__What to produce__: Count the lines in the items below that contain the string "wheel", treating case as significant, and give only that number.

__A block of data__:
╭──

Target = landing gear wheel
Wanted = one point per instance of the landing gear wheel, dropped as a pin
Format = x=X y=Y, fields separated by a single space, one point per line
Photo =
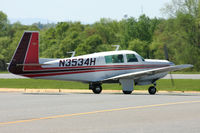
x=97 y=89
x=152 y=90
x=127 y=92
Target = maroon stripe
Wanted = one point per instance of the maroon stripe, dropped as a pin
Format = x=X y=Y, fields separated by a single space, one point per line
x=77 y=72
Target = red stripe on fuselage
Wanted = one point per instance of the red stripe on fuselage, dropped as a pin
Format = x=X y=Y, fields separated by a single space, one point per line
x=81 y=71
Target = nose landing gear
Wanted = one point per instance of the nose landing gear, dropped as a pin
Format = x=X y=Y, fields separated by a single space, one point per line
x=152 y=89
x=95 y=87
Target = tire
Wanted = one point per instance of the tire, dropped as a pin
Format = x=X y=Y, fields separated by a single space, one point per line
x=127 y=92
x=97 y=89
x=152 y=90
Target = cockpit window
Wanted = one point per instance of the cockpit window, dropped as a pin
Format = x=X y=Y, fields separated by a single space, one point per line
x=114 y=59
x=131 y=58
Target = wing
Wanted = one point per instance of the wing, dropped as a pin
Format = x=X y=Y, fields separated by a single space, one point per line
x=142 y=74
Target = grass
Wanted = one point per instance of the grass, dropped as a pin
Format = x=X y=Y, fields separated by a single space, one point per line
x=163 y=84
x=2 y=72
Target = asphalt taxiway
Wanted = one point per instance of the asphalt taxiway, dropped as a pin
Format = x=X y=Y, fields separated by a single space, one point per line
x=104 y=113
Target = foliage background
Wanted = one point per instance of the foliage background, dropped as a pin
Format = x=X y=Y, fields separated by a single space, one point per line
x=179 y=31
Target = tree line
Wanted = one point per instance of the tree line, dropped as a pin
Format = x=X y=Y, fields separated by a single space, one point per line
x=179 y=31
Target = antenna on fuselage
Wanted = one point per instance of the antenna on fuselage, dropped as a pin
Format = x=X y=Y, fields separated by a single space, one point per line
x=117 y=47
x=73 y=53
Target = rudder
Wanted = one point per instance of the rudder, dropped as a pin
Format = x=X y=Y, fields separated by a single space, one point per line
x=26 y=53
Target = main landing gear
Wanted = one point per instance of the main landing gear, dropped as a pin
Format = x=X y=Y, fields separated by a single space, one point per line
x=152 y=89
x=95 y=87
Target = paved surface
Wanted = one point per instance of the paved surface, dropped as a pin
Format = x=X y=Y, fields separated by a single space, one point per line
x=104 y=113
x=175 y=76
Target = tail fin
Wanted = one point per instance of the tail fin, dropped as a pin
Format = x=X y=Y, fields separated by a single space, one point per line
x=26 y=53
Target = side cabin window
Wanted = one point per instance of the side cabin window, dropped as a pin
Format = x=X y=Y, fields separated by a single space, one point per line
x=114 y=58
x=131 y=58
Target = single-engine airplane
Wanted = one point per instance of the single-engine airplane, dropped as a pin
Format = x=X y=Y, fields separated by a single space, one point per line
x=125 y=67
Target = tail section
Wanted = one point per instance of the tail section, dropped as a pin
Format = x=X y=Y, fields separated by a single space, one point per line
x=26 y=56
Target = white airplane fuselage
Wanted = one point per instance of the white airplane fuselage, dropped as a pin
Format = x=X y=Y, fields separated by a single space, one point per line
x=125 y=66
x=93 y=67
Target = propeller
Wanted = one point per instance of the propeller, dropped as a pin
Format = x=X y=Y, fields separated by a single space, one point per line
x=167 y=58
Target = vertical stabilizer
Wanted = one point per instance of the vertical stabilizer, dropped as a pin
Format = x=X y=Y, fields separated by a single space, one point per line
x=26 y=53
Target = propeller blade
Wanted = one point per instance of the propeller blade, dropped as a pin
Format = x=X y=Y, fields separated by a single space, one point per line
x=172 y=80
x=166 y=52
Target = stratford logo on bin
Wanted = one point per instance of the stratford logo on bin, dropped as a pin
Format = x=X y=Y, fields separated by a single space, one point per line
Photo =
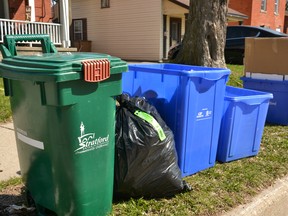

╰──

__Answer for the task__: 2